▸ EXERCISE BRIEF
Aside from the pictures, the entries should be given again exactly.

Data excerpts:
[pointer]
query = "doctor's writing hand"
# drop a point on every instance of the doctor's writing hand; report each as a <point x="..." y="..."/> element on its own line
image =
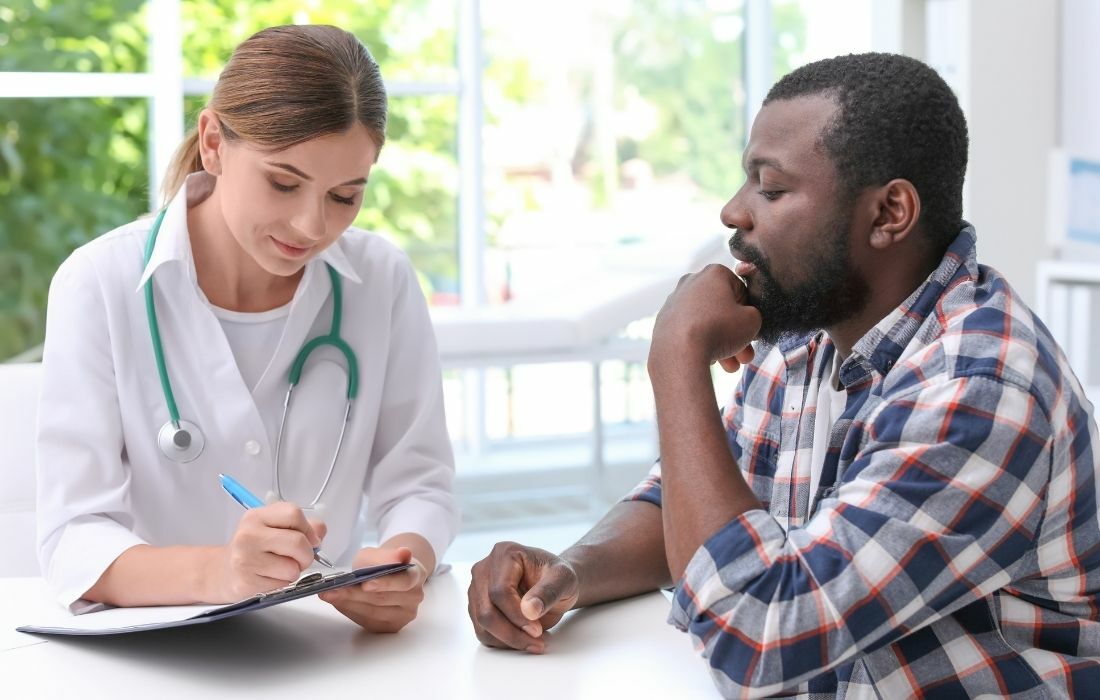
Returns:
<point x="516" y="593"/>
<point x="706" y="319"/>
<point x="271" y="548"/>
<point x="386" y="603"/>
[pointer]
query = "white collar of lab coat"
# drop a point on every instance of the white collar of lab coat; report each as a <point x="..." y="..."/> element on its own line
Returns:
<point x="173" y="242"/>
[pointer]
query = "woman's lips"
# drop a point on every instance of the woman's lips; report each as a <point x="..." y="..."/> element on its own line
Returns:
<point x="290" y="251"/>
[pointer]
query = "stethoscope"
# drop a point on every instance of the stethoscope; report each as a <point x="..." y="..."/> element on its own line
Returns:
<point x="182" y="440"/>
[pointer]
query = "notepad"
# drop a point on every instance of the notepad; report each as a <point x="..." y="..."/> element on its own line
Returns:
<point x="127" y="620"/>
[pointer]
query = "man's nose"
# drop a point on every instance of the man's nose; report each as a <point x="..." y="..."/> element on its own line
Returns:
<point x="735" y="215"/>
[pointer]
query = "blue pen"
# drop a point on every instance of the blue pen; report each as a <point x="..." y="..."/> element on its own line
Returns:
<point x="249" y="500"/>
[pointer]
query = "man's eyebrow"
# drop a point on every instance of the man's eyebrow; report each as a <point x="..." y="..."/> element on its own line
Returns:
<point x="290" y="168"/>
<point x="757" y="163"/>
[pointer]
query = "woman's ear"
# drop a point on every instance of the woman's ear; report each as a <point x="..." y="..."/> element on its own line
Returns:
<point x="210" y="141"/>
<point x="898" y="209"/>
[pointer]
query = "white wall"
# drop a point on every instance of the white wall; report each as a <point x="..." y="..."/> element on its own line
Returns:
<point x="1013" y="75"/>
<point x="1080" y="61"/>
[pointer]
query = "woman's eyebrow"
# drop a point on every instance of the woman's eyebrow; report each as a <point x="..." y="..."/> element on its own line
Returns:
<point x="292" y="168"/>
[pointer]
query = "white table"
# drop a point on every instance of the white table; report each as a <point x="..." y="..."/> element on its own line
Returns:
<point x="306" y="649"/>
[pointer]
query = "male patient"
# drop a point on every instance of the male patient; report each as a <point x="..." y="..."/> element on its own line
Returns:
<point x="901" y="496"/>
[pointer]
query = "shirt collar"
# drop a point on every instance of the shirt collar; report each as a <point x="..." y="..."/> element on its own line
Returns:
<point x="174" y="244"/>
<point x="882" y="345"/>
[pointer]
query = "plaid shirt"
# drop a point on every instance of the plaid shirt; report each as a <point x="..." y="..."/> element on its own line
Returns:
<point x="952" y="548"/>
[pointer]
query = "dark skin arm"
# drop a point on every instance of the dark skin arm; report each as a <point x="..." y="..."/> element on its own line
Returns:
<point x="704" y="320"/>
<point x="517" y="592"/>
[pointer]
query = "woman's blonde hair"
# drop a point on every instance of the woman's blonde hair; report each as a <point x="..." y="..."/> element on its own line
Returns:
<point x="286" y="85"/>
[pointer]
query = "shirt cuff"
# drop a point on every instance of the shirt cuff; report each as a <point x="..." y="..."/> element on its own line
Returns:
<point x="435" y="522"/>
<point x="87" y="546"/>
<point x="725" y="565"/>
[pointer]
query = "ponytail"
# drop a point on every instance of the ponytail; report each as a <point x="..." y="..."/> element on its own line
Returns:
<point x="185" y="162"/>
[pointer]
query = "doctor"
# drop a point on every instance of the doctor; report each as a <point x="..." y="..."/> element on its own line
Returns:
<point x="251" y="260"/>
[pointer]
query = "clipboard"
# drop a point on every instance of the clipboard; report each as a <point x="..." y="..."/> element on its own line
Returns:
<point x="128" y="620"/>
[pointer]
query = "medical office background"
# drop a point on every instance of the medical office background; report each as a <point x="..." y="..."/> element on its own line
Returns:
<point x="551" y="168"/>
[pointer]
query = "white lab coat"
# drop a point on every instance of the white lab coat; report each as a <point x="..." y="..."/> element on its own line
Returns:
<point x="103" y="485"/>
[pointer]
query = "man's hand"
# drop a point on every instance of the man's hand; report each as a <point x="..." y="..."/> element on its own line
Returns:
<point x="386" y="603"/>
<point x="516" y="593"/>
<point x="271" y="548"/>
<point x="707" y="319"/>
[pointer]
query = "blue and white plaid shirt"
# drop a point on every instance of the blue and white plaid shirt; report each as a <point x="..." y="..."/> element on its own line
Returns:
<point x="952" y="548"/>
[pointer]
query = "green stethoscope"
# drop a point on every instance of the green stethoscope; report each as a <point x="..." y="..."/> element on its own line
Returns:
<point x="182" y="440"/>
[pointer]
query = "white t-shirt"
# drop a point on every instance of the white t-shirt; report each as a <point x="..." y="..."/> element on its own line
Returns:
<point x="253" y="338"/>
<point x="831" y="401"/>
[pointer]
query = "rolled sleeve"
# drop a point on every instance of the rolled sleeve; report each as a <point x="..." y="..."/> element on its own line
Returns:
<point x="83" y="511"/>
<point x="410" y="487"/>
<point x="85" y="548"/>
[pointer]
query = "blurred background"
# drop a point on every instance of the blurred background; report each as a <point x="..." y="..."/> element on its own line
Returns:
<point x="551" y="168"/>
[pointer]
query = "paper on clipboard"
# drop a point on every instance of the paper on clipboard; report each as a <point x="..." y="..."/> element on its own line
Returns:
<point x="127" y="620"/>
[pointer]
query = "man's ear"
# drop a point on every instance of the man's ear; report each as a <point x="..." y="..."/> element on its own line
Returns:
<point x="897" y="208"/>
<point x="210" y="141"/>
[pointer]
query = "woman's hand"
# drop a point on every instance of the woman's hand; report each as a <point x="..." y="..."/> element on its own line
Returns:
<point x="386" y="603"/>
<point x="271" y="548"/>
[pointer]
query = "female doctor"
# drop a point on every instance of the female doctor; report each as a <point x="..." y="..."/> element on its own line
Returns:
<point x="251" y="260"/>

▸ YOUR SOLUTION
[pointer]
query = "doctor's writing hand"
# drop a point on every instance of the doctor's writing hand; report each as a <point x="..." y="..."/> element on its own line
image =
Returns:
<point x="516" y="593"/>
<point x="706" y="319"/>
<point x="271" y="548"/>
<point x="386" y="603"/>
[pointer]
query = "white collar of lab coat"
# drop a point on every instance of the white collar of lab coat; report each as a <point x="..." y="..."/> element on its own line
Returns:
<point x="173" y="242"/>
[pointer]
query = "woman's lips"
# drop a point on every instance of the woman's lips; report each as a <point x="..." y="..."/> element on its own line
Returns:
<point x="290" y="251"/>
[pointer]
query = "stethoscope"
# drop a point on every instance of the stethoscope; report each as a <point x="..." y="..."/> element on its own line
Returns:
<point x="182" y="440"/>
[pointer]
query = "notepad"
# drop a point on every instance of the notepad; report each as a <point x="..." y="..."/> element on its own line
Returns:
<point x="127" y="620"/>
[pointer]
query = "man's nose"
# drop a point on every instance of the man's nose; report each as a <point x="..." y="..."/> element on its own line
Returns:
<point x="735" y="215"/>
[pointer]
query = "blue pen"
# drop a point on every instance of the blue pen; report each as a <point x="..." y="..."/> element on its own line
Returns:
<point x="249" y="500"/>
[pointer]
query = "man's eyebrow"
# drop a point on every instance of the man's eyebrow; report each as a <point x="..." y="..."/> element on its own line
Returns:
<point x="290" y="168"/>
<point x="757" y="163"/>
[pointer]
query = "woman's ear"
# drop a point on every instance of the woman's ear; report each as a <point x="..." y="..."/> element on its own line
Returns:
<point x="210" y="141"/>
<point x="898" y="209"/>
[pointer]
query = "white wall"
# drop a point on every instance of the white wall; report each as a <point x="..." y="..."/> element on its own line
Returns:
<point x="1013" y="75"/>
<point x="1080" y="61"/>
[pointer]
query = "woman's eyebrow"
# drop a point on every instance of the woman's eyebrow; report each as a <point x="..." y="..."/> element on its own line
Returns:
<point x="292" y="168"/>
[pointer]
query = "white table"
# drop a point on every instance of the white table; report each as a <point x="..." y="..."/> element on its own line
Returns:
<point x="306" y="649"/>
[pointer]
query = "male patient"
# drop a point on every instance of the male patient; report each as a <point x="..." y="..."/> element on its own line
Returns:
<point x="901" y="496"/>
[pointer]
query = "shirt collar"
# drop a point on every instance of the shirt collar; report each as a <point x="..." y="..."/> element on its own line
Returns:
<point x="174" y="244"/>
<point x="882" y="345"/>
[pointer]
query = "plaid shirt"
# drop a point on every instance of the plaid shirt; report each as a <point x="..." y="..."/> element on its own line
Returns:
<point x="952" y="548"/>
[pointer]
query = "dark skin arm"
# drop a point on every instance of the dark skin arm; report each as a <point x="..." y="..."/> element on its own line
Returns:
<point x="704" y="320"/>
<point x="517" y="592"/>
[pointer]
query = "woman's blonde hair"
# drop a point on every instance of the woman's blonde hair; report each as a <point x="..." y="..."/> element on its own line
Returns:
<point x="286" y="85"/>
[pointer]
query = "shirt cuff"
# drop a point on every instance of the shirt cuff; report each as a <point x="..." y="..."/> element on its own line
Returns:
<point x="435" y="522"/>
<point x="87" y="546"/>
<point x="725" y="565"/>
[pointer]
query = "ponytail"
# drop a point on every instance of the ponytail; report each as a <point x="..." y="..."/> element on its own line
Returns:
<point x="185" y="162"/>
[pointer]
query = "doctor"
# drop a point on every instance of the doctor; report each as a <point x="..." y="..."/> element on its own line
Returns:
<point x="251" y="260"/>
[pointer]
query = "clipboard"
# drop a point on every instance of the clipboard; report each as a <point x="..." y="..."/> element on its own line
Returns:
<point x="128" y="620"/>
[pointer]
query = "medical office background"
# drop a point on every instance of the medical office background; report each as a <point x="..." y="..."/> element on its own line
Returns:
<point x="551" y="168"/>
[pointer]
query = "white lab coat"
# drop a point on every instance of the white lab coat; report each as a <point x="..." y="..."/> element on its own line
Returns:
<point x="103" y="485"/>
[pointer]
query = "man's hand"
# drop a point on every instance of the man's hand; report each as a <point x="..." y="..."/> element on its own line
Returns:
<point x="386" y="603"/>
<point x="516" y="593"/>
<point x="271" y="548"/>
<point x="707" y="319"/>
[pointer]
query = "blue and white plaid shirt"
# drop a point on every instance of the blue and white plaid shirt; report each as a <point x="..." y="..."/> element on its own line
Returns:
<point x="952" y="548"/>
[pointer]
query = "green stethoscope"
# drop a point on every instance of the green stethoscope; report each as a <point x="..." y="..."/> element on its own line
Returns:
<point x="182" y="440"/>
[pointer]
query = "white t-shirt"
# drop a point on every instance of the white t-shirt; report each as a <point x="..." y="..."/> element on its own line
Returns:
<point x="253" y="338"/>
<point x="831" y="401"/>
[pointer]
query = "rolled sleeve"
# drop a point on every instance of the rolled sleeve; report each as a <point x="..." y="..."/> element on its own line
Returns:
<point x="83" y="511"/>
<point x="410" y="487"/>
<point x="85" y="548"/>
[pointer]
query = "blurred background"
# drop a point on every instance of the blurred background; report each as a <point x="..." y="..."/> element on its own line
Returns:
<point x="551" y="168"/>
[pointer]
query = "paper on clipboard"
# drop a point on every instance of the paper on clipboard; report each as a <point x="..." y="..."/> element on its own line
Returns:
<point x="127" y="620"/>
[pointer]
query = "man's ear"
# drop a point on every instance of the man's ear; report each as a <point x="..." y="..."/> element on its own line
Returns:
<point x="897" y="208"/>
<point x="210" y="141"/>
[pointer]
query = "woman's hand"
# drop a point on every instance of the woman's hand; report each as a <point x="..." y="..."/> element on its own line
Returns:
<point x="386" y="603"/>
<point x="271" y="548"/>
[pointer]
query = "female doctor"
# drop a point on every instance of the female doctor; report each as a <point x="..." y="..."/> element on its own line
Returns:
<point x="251" y="260"/>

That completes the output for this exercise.